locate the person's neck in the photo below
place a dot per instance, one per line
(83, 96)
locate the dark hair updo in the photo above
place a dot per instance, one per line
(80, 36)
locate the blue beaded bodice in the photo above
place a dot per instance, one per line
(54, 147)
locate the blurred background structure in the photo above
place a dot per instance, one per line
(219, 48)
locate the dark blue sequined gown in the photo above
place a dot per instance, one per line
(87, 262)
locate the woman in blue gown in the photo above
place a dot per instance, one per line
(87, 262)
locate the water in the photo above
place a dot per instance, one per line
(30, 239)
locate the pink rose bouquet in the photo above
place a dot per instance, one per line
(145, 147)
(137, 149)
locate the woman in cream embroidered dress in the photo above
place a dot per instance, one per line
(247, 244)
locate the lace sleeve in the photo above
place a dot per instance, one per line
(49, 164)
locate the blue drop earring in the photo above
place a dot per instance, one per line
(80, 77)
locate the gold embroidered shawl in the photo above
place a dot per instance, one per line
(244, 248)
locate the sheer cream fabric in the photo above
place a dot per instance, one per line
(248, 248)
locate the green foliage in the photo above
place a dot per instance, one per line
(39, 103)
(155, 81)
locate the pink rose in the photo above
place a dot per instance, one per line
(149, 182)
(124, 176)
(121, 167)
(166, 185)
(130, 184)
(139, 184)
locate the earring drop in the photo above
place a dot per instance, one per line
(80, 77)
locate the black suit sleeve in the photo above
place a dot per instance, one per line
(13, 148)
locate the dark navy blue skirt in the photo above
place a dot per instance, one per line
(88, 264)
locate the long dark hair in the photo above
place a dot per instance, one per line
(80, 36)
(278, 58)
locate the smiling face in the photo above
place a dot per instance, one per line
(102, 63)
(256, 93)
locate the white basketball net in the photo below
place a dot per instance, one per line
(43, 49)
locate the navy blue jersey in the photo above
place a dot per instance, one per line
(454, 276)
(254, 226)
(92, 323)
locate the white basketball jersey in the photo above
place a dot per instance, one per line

## [TASK BRIEF]
Reproduce the whole listing above, word for word.

## [ANSWER SPACE]
locate the person's neck in the photo below
place a dot per instance, one per line
(83, 96)
locate the dark hair updo in the photo above
place a dot per instance, one per line
(80, 36)
locate the blue beaded bodice in the photo above
place a dot per instance, one per line
(54, 147)
locate the blurred background structure in the photo above
place a dot per instance, one per line
(219, 48)
locate the dark blue sequined gown in the photo above
place a dot per instance, one per line
(87, 262)
locate the woman in blue gown in the photo above
place a dot per instance, one per line
(87, 262)
locate the water in the photo above
place a dot per instance, one per line
(30, 239)
locate the pink rose bouquet in the photo above
place a dot per instance, one per line
(145, 147)
(137, 149)
locate the woman in cream embroidered dress in the photo above
place a dot per instance, one per line
(247, 244)
locate the lace sleeve in the photo above
place a dot per instance, one per line
(49, 164)
locate the blue drop earring in the photo above
place a dot per instance, one per line
(80, 77)
locate the gold embroidered shawl in the photo above
place a dot per instance, one per line
(244, 248)
locate the sheer cream fabric in the photo above
place a dot per instance, one per line
(248, 248)
locate the green foliage in the photo above
place a dot per instance, one per line
(39, 103)
(155, 81)
locate the pink rose in the photo above
place a dot per instance, one per line
(149, 182)
(124, 176)
(121, 167)
(166, 185)
(130, 184)
(139, 184)
locate the earring drop in the photo above
place a dot per instance, one per line
(80, 77)
locate the black suit sleeve in the photo above
place a dot per instance, one per line
(13, 148)
locate the dark navy blue skirt in the photo above
place a dot per instance, one per line
(88, 264)
locate the long dark hair in the photo above
place a dot per instance, one per line
(80, 36)
(278, 58)
locate the smiling face in the photo above
place a dot per instance, one per line
(102, 63)
(256, 93)
locate the white basketball net in the photo below
place a dot per instance, one per line
(43, 49)
locate the navy blue jersey in the photo above
place a dot per instance, one per line
(454, 276)
(254, 226)
(92, 323)
locate the white basketball jersey in the photo above
place a dot per instance, one per line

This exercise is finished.